[TASK DESCRIPTION] Images within the entries are to be omitted; the remainder must be reproduced exactly.

########

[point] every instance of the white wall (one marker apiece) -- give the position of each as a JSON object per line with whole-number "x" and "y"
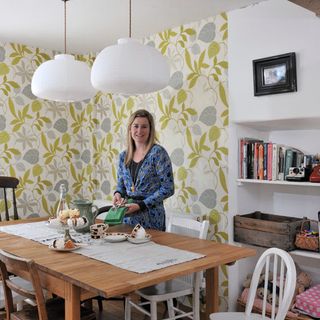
{"x": 266, "y": 29}
{"x": 271, "y": 28}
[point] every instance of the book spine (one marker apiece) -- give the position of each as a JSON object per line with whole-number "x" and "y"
{"x": 240, "y": 160}
{"x": 282, "y": 152}
{"x": 265, "y": 161}
{"x": 270, "y": 157}
{"x": 244, "y": 162}
{"x": 275, "y": 161}
{"x": 288, "y": 161}
{"x": 260, "y": 162}
{"x": 255, "y": 160}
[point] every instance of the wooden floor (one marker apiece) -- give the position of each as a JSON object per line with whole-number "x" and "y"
{"x": 114, "y": 310}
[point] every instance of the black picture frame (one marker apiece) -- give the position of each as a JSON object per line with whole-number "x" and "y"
{"x": 276, "y": 74}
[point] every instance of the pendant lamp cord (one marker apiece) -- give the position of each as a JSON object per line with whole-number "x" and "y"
{"x": 129, "y": 18}
{"x": 65, "y": 25}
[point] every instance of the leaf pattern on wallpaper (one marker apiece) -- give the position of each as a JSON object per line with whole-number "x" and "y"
{"x": 46, "y": 143}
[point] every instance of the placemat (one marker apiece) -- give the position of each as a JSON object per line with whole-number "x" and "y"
{"x": 139, "y": 258}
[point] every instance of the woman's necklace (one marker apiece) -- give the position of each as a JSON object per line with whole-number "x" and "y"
{"x": 134, "y": 170}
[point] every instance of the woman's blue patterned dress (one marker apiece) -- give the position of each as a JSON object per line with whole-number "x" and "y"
{"x": 154, "y": 183}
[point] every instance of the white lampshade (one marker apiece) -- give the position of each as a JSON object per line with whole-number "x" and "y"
{"x": 130, "y": 68}
{"x": 62, "y": 79}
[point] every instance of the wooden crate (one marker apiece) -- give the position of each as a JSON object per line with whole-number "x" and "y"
{"x": 266, "y": 230}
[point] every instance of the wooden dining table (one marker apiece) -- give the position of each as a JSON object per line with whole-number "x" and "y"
{"x": 75, "y": 277}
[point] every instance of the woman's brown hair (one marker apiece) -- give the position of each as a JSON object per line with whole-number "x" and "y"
{"x": 152, "y": 139}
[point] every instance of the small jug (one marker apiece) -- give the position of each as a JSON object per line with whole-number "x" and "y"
{"x": 87, "y": 210}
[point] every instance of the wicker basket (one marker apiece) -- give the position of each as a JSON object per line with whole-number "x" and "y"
{"x": 306, "y": 243}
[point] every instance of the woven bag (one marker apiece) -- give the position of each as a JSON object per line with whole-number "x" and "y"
{"x": 306, "y": 242}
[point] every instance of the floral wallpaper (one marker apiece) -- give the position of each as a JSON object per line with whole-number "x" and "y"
{"x": 45, "y": 143}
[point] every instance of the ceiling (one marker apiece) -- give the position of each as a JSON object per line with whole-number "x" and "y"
{"x": 95, "y": 24}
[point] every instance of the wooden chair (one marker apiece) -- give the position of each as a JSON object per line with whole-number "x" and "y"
{"x": 45, "y": 309}
{"x": 177, "y": 288}
{"x": 280, "y": 264}
{"x": 9, "y": 183}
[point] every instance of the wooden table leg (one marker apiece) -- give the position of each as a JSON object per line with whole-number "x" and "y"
{"x": 212, "y": 294}
{"x": 72, "y": 302}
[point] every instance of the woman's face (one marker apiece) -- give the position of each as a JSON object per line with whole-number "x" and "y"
{"x": 140, "y": 130}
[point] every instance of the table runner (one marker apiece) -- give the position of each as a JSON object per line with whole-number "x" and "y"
{"x": 139, "y": 258}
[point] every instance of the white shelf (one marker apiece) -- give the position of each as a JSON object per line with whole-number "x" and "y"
{"x": 282, "y": 124}
{"x": 278, "y": 182}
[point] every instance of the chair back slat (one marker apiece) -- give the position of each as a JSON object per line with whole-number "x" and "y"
{"x": 191, "y": 228}
{"x": 280, "y": 266}
{"x": 9, "y": 183}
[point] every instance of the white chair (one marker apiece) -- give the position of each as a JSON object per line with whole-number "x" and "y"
{"x": 169, "y": 290}
{"x": 282, "y": 268}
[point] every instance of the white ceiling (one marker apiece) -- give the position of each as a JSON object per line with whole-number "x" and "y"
{"x": 95, "y": 24}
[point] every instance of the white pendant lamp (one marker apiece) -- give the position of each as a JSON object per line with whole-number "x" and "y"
{"x": 130, "y": 67}
{"x": 64, "y": 78}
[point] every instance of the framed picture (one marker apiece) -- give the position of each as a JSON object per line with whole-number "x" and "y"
{"x": 275, "y": 74}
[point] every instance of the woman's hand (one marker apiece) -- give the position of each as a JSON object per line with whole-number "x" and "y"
{"x": 117, "y": 199}
{"x": 132, "y": 208}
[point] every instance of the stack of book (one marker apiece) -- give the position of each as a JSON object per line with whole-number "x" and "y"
{"x": 266, "y": 160}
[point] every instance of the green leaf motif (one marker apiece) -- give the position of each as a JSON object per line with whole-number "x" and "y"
{"x": 214, "y": 133}
{"x": 4, "y": 137}
{"x": 223, "y": 181}
{"x": 222, "y": 94}
{"x": 37, "y": 170}
{"x": 36, "y": 106}
{"x": 213, "y": 49}
{"x": 4, "y": 69}
{"x": 182, "y": 96}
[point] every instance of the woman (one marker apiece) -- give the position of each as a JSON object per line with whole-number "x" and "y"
{"x": 144, "y": 174}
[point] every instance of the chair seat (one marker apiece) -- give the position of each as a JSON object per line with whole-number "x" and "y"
{"x": 236, "y": 316}
{"x": 166, "y": 290}
{"x": 55, "y": 311}
{"x": 16, "y": 297}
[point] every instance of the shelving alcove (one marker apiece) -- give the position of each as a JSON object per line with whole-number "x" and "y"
{"x": 295, "y": 199}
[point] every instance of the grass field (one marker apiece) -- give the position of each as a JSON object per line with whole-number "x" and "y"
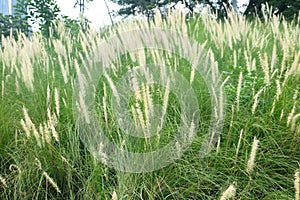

########

[ANSWER TO THIS TASK]
[point] every instance of the white wall (one marker apiece) -- give the position of each as a JSON object per line with whole-number "x" and "y"
{"x": 266, "y": 29}
{"x": 271, "y": 28}
[point] every instance of the book spine (one marker apiece) -- give the position of each as a JSON object per line with whole-number "x" and "y"
{"x": 240, "y": 160}
{"x": 282, "y": 152}
{"x": 265, "y": 161}
{"x": 270, "y": 157}
{"x": 244, "y": 162}
{"x": 275, "y": 161}
{"x": 288, "y": 161}
{"x": 260, "y": 162}
{"x": 255, "y": 160}
[point] every instance of the wooden floor (one marker apiece) -- give the position of each as a JSON object per line with whole-number "x" and "y"
{"x": 114, "y": 310}
[point] every instance of the black picture frame (one marker apiece) -- give the position of each as a JSON object per line with whole-number "x" and "y"
{"x": 276, "y": 74}
[point] every instance of the pendant lamp cord (one marker apiece) -- give the position of each as a JSON object per line with whole-number "x" and "y"
{"x": 129, "y": 18}
{"x": 65, "y": 25}
[point] every instance of the leaf pattern on wallpaper (one marker apiece) -- give the position of each as a JSON object per line with whole-number "x" and "y"
{"x": 46, "y": 143}
[point] every instance of the placemat (one marker apiece) -- give the position of each as a JSON object per line with whole-number "x" and "y"
{"x": 139, "y": 258}
[point] every instance of the woman's necklace (one marker apiece) -- give the position of each as a JSON object per line with whole-number "x" and "y"
{"x": 134, "y": 170}
[point] every instance of the woman's blue patterned dress (one marker apiece) -- give the position of each as a JSON object per line with whole-number "x" and "y"
{"x": 154, "y": 183}
[point] every instance of the white lampshade (one marker apiece) -- give the position of each as a JSON object per line with whole-number "x" and "y"
{"x": 130, "y": 68}
{"x": 62, "y": 79}
[point] every instance of the wooden crate (one marker apiece) -- give the position of each as a JSON object per line with whole-number "x" and "y"
{"x": 266, "y": 230}
[point] every instance of the wooden dining table (one marker apiece) -- give the position of each as a JSON object per line with whole-number "x" and "y"
{"x": 75, "y": 277}
[point] every instance of the woman's brown hair (one marker apiece) -- give the position of each as a JSON object per line with whole-number "x" and "y"
{"x": 152, "y": 139}
[point] every instance of the small jug (one marker apiece) -- give the position of each as a JSON object per line with whole-number "x" and "y"
{"x": 87, "y": 210}
[point] every instance of the wicker basket (one marker apiece) -- give the position of each as a JSON object per line with whole-number "x" and "y"
{"x": 306, "y": 243}
[point] every instance of the woven bag (one marker apiece) -- give the position of each as a JSON object per line with whole-number "x" and "y"
{"x": 306, "y": 242}
[point] every instance of the floral wallpaper (one marker apiece) -- give the position of each as a JSON object per line with whole-number "x" and "y"
{"x": 45, "y": 143}
[point] every instance of the ceiling (one marker apiece) -- give the position of each as a JSON object per line with whole-number "x" and "y"
{"x": 95, "y": 24}
[point] every instance of the wooden chair (one marker apiece) -- give the position of each as a JSON object per line with whole-number "x" and "y"
{"x": 45, "y": 309}
{"x": 177, "y": 288}
{"x": 280, "y": 264}
{"x": 9, "y": 183}
[point] every instance of the wooden table leg (one marker apiece) -- give the position of each as a JSON object per line with whole-number "x" and "y"
{"x": 212, "y": 294}
{"x": 72, "y": 302}
[point] every instance of the woman's face (one marker apiece) -- give the position of each as a JSON object per line with whole-number "x" and "y"
{"x": 140, "y": 130}
[point] every instance of the table runner (one marker apiece) -- give the position of each as a JSON object per line with whole-number "x" and "y"
{"x": 139, "y": 258}
[point] every instance of the white shelf (one marker apiece) -- give the position of each as a JSON object per line with whole-number "x" and "y"
{"x": 282, "y": 124}
{"x": 278, "y": 182}
[point] every instance of the chair back slat (one marker apiece) -- give the position of each as a JSON object per line with whole-number "x" and "y"
{"x": 191, "y": 228}
{"x": 280, "y": 266}
{"x": 9, "y": 183}
[point] every instance of the white chair (one marker apiece) -- give the position of each as a JSON object per line with whole-number "x" and "y"
{"x": 169, "y": 290}
{"x": 282, "y": 268}
[point] every instance of the white ceiling (one marker apiece) -- give the position of each as a JSON object per line with whole-number "x" and "y"
{"x": 95, "y": 24}
[point] every instance of the white pendant lamp (one marker apiece) -- give the position of each as a JSON object per line with whole-number "x" and "y"
{"x": 130, "y": 67}
{"x": 64, "y": 78}
[point] every instance of the framed picture (one marker apiece) -- give the position of each as a JSON object per line with whole-number "x" and "y"
{"x": 275, "y": 74}
[point] every instance of the woman's hand (one marker apiece) -- give the position of each as a JSON object per line with whole-number "x" and "y"
{"x": 117, "y": 199}
{"x": 132, "y": 208}
[point] every instance of the stack of book (one marker apiece) -- give the position of each as a JSON object per line with whole-number "x" and "y"
{"x": 266, "y": 160}
[point] every instance of the green leaf motif (one marker apiece) -- give the position of each as a JSON object per line with whole-number "x" and "y"
{"x": 214, "y": 133}
{"x": 4, "y": 137}
{"x": 223, "y": 181}
{"x": 222, "y": 94}
{"x": 37, "y": 170}
{"x": 36, "y": 106}
{"x": 213, "y": 49}
{"x": 4, "y": 69}
{"x": 182, "y": 96}
[point] every instance of the woman (one marker apiece) -- give the position of each as a JSON object per line with whole-number "x" and "y"
{"x": 144, "y": 174}
[point] every instance of the chair seat (one marker apiece) -- give the position of each as a JSON object per line with whole-number "x" and "y"
{"x": 236, "y": 316}
{"x": 166, "y": 290}
{"x": 55, "y": 311}
{"x": 16, "y": 297}
[point] every instance of the shelving alcove (one marker apiece) -- give the position of each as a JSON object per line with whole-number "x" and "y"
{"x": 295, "y": 199}
[point] every instance of the grass field (one marker apiece) -- give the position of each as a JSON object per line with whole-number "x" and "y"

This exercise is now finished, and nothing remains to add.